____ Given data

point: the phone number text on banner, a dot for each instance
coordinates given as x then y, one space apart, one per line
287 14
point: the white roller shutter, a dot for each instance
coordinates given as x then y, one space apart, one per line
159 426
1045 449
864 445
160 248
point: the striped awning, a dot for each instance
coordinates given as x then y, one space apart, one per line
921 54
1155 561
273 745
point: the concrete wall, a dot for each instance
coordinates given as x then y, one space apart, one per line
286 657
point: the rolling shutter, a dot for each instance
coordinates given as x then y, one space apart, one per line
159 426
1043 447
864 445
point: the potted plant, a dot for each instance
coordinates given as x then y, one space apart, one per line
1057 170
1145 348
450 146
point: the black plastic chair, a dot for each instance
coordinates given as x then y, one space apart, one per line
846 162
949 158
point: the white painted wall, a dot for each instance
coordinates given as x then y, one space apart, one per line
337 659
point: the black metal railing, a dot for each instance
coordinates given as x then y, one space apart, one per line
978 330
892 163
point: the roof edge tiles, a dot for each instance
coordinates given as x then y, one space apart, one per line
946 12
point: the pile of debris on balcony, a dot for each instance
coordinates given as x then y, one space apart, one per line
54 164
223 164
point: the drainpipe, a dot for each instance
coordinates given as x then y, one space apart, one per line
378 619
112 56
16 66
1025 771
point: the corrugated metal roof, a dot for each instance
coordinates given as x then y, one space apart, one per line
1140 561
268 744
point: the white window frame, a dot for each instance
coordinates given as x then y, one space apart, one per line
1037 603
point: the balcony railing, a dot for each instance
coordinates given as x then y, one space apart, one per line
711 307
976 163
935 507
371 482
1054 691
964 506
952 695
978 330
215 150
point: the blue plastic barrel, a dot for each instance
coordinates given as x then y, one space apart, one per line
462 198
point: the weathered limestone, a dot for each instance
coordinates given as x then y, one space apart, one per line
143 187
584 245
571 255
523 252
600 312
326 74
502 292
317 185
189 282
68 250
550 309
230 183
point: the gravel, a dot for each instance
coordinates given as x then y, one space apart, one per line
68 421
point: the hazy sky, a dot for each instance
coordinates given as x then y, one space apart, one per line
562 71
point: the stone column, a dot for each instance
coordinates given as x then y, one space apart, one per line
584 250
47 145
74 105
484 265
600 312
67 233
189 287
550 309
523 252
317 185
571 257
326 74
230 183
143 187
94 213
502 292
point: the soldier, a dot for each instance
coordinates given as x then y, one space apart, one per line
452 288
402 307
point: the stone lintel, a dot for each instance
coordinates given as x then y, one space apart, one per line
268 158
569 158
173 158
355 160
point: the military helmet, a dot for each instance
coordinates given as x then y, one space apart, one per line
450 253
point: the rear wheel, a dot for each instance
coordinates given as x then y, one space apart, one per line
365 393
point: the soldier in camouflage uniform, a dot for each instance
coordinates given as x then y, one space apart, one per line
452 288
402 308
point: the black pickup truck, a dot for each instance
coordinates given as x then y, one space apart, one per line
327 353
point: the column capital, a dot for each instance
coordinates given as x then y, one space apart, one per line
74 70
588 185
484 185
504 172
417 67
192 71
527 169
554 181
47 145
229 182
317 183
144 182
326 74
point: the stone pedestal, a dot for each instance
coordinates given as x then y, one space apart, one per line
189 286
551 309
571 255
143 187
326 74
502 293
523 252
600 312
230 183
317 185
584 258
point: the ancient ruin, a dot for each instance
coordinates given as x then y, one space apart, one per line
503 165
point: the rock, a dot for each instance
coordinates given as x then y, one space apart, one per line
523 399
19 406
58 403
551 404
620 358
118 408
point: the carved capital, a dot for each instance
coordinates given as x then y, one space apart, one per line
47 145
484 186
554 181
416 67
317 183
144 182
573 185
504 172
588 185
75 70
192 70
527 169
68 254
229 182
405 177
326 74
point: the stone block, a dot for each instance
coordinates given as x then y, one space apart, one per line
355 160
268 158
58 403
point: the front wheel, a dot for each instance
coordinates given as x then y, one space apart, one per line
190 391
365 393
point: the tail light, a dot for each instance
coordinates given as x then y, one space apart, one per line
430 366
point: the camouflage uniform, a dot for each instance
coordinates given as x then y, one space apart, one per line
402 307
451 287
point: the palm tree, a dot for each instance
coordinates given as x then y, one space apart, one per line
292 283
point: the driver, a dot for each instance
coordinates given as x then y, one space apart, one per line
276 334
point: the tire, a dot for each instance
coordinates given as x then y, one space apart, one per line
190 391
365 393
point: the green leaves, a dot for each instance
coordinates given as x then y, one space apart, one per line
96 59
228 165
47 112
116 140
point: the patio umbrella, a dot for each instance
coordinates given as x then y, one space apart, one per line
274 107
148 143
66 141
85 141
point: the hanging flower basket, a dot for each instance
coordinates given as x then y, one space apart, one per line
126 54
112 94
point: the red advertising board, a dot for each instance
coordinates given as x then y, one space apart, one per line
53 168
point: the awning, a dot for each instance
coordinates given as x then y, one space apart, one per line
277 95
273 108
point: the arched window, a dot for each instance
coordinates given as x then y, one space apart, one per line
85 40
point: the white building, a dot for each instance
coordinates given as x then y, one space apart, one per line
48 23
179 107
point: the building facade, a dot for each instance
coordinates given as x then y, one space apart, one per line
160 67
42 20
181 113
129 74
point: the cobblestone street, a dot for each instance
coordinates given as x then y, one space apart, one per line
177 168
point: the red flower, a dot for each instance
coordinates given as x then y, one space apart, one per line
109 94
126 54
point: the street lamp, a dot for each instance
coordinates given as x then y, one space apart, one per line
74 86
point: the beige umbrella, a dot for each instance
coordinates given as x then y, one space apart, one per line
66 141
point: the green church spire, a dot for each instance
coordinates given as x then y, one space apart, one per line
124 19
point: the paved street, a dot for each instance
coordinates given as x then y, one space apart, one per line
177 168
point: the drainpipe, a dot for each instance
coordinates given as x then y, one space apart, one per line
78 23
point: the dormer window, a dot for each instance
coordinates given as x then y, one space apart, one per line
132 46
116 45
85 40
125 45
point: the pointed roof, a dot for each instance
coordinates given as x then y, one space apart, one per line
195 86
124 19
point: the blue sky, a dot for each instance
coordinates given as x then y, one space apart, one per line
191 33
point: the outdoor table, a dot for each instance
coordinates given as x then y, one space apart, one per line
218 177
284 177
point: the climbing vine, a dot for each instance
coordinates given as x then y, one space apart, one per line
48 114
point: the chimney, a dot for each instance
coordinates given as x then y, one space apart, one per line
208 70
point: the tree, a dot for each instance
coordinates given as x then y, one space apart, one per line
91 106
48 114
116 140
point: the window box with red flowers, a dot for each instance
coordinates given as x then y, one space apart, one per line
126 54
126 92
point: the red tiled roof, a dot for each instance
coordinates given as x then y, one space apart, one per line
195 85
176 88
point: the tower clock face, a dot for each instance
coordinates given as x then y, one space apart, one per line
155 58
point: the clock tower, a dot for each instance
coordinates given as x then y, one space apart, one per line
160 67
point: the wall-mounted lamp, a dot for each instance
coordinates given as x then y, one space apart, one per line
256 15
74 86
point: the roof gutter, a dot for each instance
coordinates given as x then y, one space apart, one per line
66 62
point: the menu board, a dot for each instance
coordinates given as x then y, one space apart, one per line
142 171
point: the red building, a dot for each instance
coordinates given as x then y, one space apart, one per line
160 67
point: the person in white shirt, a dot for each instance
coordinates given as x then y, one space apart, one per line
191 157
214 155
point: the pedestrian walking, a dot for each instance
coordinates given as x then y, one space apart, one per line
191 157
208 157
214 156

________

Render everything from the line containing "point: the roof gutter, a" down to the last of the rows as a two-column CSV with the headers instruction and coordinates. Give one CSV line per row, with each value in a single quoted field and its line breaks turned into spaces.

instruction,coordinates
"point: the roof gutter, a dot for each instance coordinates given as x then y, one space apart, one per line","66 62"
"point: the menu board, a dot for each instance coordinates given as x then y, one space apart, one per line","142 171"
"point: the red building, a dot for each instance coordinates given as x then y, one space apart, one per line","160 67"
"point: the person in white shirt, a dot for each instance coordinates given as x then y, one space apart, one per line","191 157 214 155"
"point: the pedestrian walking, a dot for each instance coordinates given as x then y, one space apart, one per line","191 157 208 157 214 156"